--- START Records supplied ---

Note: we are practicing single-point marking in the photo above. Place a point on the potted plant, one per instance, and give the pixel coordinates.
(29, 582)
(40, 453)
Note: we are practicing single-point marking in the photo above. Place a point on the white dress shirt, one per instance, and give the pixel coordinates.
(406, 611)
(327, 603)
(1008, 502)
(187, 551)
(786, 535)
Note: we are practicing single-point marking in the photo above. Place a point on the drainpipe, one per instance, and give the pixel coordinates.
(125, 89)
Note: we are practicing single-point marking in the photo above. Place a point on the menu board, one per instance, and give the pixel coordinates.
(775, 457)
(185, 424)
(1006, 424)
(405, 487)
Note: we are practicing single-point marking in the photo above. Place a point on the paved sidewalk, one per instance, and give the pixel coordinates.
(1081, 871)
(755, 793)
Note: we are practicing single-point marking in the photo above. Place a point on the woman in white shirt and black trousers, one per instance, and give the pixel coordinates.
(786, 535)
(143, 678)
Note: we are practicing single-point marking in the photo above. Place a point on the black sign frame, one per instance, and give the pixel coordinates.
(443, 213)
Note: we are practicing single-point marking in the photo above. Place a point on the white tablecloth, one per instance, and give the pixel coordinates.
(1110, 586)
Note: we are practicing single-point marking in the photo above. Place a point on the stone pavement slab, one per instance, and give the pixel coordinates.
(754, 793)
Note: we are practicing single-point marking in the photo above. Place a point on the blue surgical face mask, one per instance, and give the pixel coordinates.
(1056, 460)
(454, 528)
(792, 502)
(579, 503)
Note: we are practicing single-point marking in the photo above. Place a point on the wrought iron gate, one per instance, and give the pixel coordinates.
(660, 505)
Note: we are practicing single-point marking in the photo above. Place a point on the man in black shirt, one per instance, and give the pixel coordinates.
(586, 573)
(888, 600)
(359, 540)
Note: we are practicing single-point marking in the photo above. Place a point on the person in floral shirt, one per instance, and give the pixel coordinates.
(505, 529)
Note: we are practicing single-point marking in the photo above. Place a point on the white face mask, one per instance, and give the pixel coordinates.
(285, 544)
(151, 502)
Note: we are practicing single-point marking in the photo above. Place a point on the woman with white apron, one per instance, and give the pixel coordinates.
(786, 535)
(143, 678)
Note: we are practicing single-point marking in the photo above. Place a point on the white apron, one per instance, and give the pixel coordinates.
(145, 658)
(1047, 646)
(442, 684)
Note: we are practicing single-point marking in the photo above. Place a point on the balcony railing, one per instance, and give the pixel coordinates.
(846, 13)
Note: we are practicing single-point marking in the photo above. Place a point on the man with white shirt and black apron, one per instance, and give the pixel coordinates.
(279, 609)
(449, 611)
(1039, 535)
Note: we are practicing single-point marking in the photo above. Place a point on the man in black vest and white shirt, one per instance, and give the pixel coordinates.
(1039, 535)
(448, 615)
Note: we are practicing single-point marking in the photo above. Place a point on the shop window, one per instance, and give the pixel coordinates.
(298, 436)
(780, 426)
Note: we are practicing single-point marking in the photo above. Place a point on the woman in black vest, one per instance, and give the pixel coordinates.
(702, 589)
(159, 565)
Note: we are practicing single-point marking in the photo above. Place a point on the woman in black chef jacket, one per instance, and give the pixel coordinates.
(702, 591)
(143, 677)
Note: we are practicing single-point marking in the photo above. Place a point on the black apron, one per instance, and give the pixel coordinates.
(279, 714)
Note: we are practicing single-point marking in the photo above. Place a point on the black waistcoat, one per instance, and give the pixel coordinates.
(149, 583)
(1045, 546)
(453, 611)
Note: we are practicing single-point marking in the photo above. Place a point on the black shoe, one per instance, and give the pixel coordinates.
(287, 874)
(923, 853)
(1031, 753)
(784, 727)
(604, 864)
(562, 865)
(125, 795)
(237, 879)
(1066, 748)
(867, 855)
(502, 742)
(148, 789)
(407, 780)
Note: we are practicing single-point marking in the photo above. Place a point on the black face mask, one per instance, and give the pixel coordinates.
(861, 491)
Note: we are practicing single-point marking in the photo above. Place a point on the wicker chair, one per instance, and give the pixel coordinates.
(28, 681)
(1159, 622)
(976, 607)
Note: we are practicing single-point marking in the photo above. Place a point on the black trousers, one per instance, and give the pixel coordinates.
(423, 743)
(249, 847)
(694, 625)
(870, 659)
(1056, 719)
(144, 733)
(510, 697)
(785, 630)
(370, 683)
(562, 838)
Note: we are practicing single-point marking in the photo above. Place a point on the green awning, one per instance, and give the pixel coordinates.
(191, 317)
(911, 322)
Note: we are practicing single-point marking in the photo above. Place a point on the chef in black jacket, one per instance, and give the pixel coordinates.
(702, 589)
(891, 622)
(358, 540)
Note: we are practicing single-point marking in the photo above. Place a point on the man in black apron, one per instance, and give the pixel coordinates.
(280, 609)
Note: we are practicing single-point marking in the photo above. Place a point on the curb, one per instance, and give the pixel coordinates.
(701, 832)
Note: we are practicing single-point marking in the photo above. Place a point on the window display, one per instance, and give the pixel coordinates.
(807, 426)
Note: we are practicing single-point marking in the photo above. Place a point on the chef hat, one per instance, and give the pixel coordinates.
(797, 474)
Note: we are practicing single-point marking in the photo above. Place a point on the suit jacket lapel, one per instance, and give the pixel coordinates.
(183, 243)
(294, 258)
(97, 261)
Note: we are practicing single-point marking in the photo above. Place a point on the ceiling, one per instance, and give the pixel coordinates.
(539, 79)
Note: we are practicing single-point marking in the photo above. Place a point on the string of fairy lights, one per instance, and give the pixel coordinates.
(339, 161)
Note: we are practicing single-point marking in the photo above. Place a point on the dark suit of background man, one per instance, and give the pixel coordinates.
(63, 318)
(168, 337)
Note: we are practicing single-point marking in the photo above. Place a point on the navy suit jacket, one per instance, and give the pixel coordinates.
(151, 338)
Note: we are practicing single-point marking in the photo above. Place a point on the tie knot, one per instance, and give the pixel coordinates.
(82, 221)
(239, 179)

--- END Records supplied ---

*Exercise description*.
Update every item above by changing "single-point marking" to "single-point annotation" wherever it occurs, and leave all other wording unchanged.

*Task result*.
Note: we are practicing single-point annotation in the photo above. Place a point on the potted plant, one per instance, and give the pixel coordinates.
(29, 582)
(40, 453)
Note: we are practicing single-point annotation in the photo above. Place a point on the white dress shirt, one per instance, and give the pixel coordinates.
(406, 611)
(327, 603)
(1008, 502)
(187, 551)
(786, 535)
Note: we are practicing single-point annotation in the photo above. Place a point on the drainpipe, one per instance, and give the pixel coordinates.
(125, 89)
Note: we are practicing single-point annotation in the photo above. Place a point on the menu board, one per instance, and give the pixel coordinates.
(775, 457)
(185, 424)
(1006, 424)
(405, 487)
Note: we are practicing single-point annotation in the photo above. Place a point on the paved sidewalk, one per instance, and give the pixel coordinates.
(1081, 871)
(755, 793)
Note: we are practicing single-point annotation in the photo above. Place a point on the woman in white shirt and black trousers, one per instance, and give the pixel coordinates.
(786, 535)
(143, 678)
Note: we are practicing single-point annotation in the photo above. Place a point on the black sign frame, one per instance, and give the pixel coordinates.
(443, 213)
Note: we are practicing single-point annotation in the photo above. Place a point on the white tablecloth, one per instance, and give the pixel coordinates.
(1110, 586)
Note: we are practicing single-point annotation in the photo above. Place a point on the stone pavement slab, one per instance, and give the pixel coordinates.
(754, 793)
Note: we are practicing single-point annotation in the photo above. Place a point on the blue surgical face mask, one per instance, and give the pixel coordinates.
(1056, 460)
(454, 528)
(792, 502)
(579, 503)
Note: we are practicing single-point annotation in the photo above. Place a point on the wrought iron gate, one per instance, and give the pixel coordinates.
(660, 505)
Note: we are practicing single-point annotation in the photo above. Place a point on the man in black shirt, one per instance, and give the pixel coordinates.
(586, 573)
(888, 600)
(359, 540)
Note: we are practicing single-point annotation in the photo above. Place a point on the person in floral shirt, one per instance, and give the pixel coordinates.
(505, 529)
Note: we are practicing single-point annotation in the photo above. Place a point on the white face mask, one per instance, and give the pixel coordinates.
(285, 544)
(151, 502)
Note: we are practicing single-point annotation in the photo above. Place a point on the woman with white apron, one per instance, and give the pixel coordinates.
(786, 535)
(143, 678)
Note: we are practicing single-point annotation in the photo above. Place a point on the white apron, one per instance, and give the pixel coordinates.
(145, 658)
(1047, 646)
(442, 684)
Note: we are practicing single-point annotation in the photo above. Place a point on the balcony railing, one per instance, and give the pixel coordinates.
(846, 13)
Note: we are practicing single-point annotation in the photo above. Place a point on the man with white shirt and black apron, one per instance, and give the pixel coordinates.
(279, 609)
(449, 611)
(1039, 535)
Note: we are practicing single-point annotation in the photo above. Place a point on the man in black vest and white shirt, one per instance, and give the pixel coordinates.
(1039, 535)
(448, 615)
Note: we are practicing single-point annotation in the photo above. Place a point on the shop window, one per instance, and give the pixel coordinates.
(298, 436)
(780, 426)
Note: we are practicing single-point annotation in the photo above. Place a point on the woman in black vest, one per instance, and give the pixel coordinates.
(702, 589)
(159, 565)
Note: we are practicing single-point annotation in the photo above. Place a point on the woman in black chef jacket, one per instance, and give the pixel coordinates.
(702, 591)
(143, 677)
Note: we are practicing single-point annotation in the photo above. Place a point on the black apron, one per instance, and give the pixel coordinates.
(279, 714)
Note: we are practicing single-point annotation in the photo above. Place a point on the black waistcoat, one per instance, and give the pixel coordinates.
(149, 583)
(1045, 546)
(453, 611)
Note: we are practicing single-point annotation in the photo above. Place a point on the black shoe, one per instance, and give the pixel coordinates.
(287, 874)
(923, 853)
(1031, 753)
(784, 727)
(604, 864)
(562, 865)
(125, 795)
(237, 879)
(1066, 748)
(867, 855)
(502, 742)
(148, 789)
(407, 780)
Note: we are practicing single-point annotation in the photo above. Place a point on the black face mask, one per instance, and give the pixel coordinates.
(861, 491)
Note: we are practicing single-point annotation in the photo above. Place a point on the wicker chair, one per instance, and give the pixel coordinates.
(28, 681)
(1159, 622)
(976, 607)
Note: we are practicing single-point annotation in the photo above. Place a point on the black trousers, one per instance, and give the pixel coordinates.
(423, 743)
(249, 847)
(694, 625)
(870, 659)
(1056, 719)
(144, 733)
(510, 697)
(785, 630)
(370, 683)
(562, 838)
Note: we are practicing single-point annotation in the photo above. Place a point on the green awning, one per instance, and give the pixel coordinates.
(191, 317)
(911, 322)
Note: we are practicing single-point annotation in the photo above. Place a point on the chef in black jacket, one per instance, and give the pixel coordinates.
(702, 589)
(891, 622)
(358, 540)
Note: we are practicing single-point annotation in the photo above. Place a point on the man in black apron, one per instance, and give the pixel coordinates.
(280, 609)
Note: we are practicing single-point annotation in the photo above. Place a point on the curb, one per instance, and give the pixel coordinates.
(701, 832)
Note: we are practicing single-point annotation in the photo above. Place a point on the window display, one per instance, and give the pixel coordinates.
(807, 426)
Note: we are practicing single-point annotation in the photo above. Place a point on the chef hat, one per instance, and give the pixel coordinates.
(797, 474)
Note: we are practicing single-point annotation in the photo above. Place a point on the suit jacket lapel, one per instance, and give the pixel coordinates.
(183, 243)
(294, 258)
(97, 261)
Note: we are practicing single-point annotation in the photo above. Place a point on the ceiling, one per instance, and give the pixel coordinates.
(539, 79)
Note: we are practicing single-point annotation in the photo above. Place a point on the string of fairy lights, one per instance, and give the pixel coordinates.
(339, 161)
Note: we are practicing single-point annotation in the photo above. Place a point on the dark suit of background man, one per instance, and give the pixel coordinates.
(63, 318)
(168, 337)
Note: we are practicing single-point annotation in the photo above. Place a point on the navy suit jacket, one per instance, and give the pixel coordinates.
(151, 338)
Note: we are practicing single-point annotation in the photo above. Place a point on the tie knot, one per instance, and give the pixel coordinates.
(82, 221)
(239, 179)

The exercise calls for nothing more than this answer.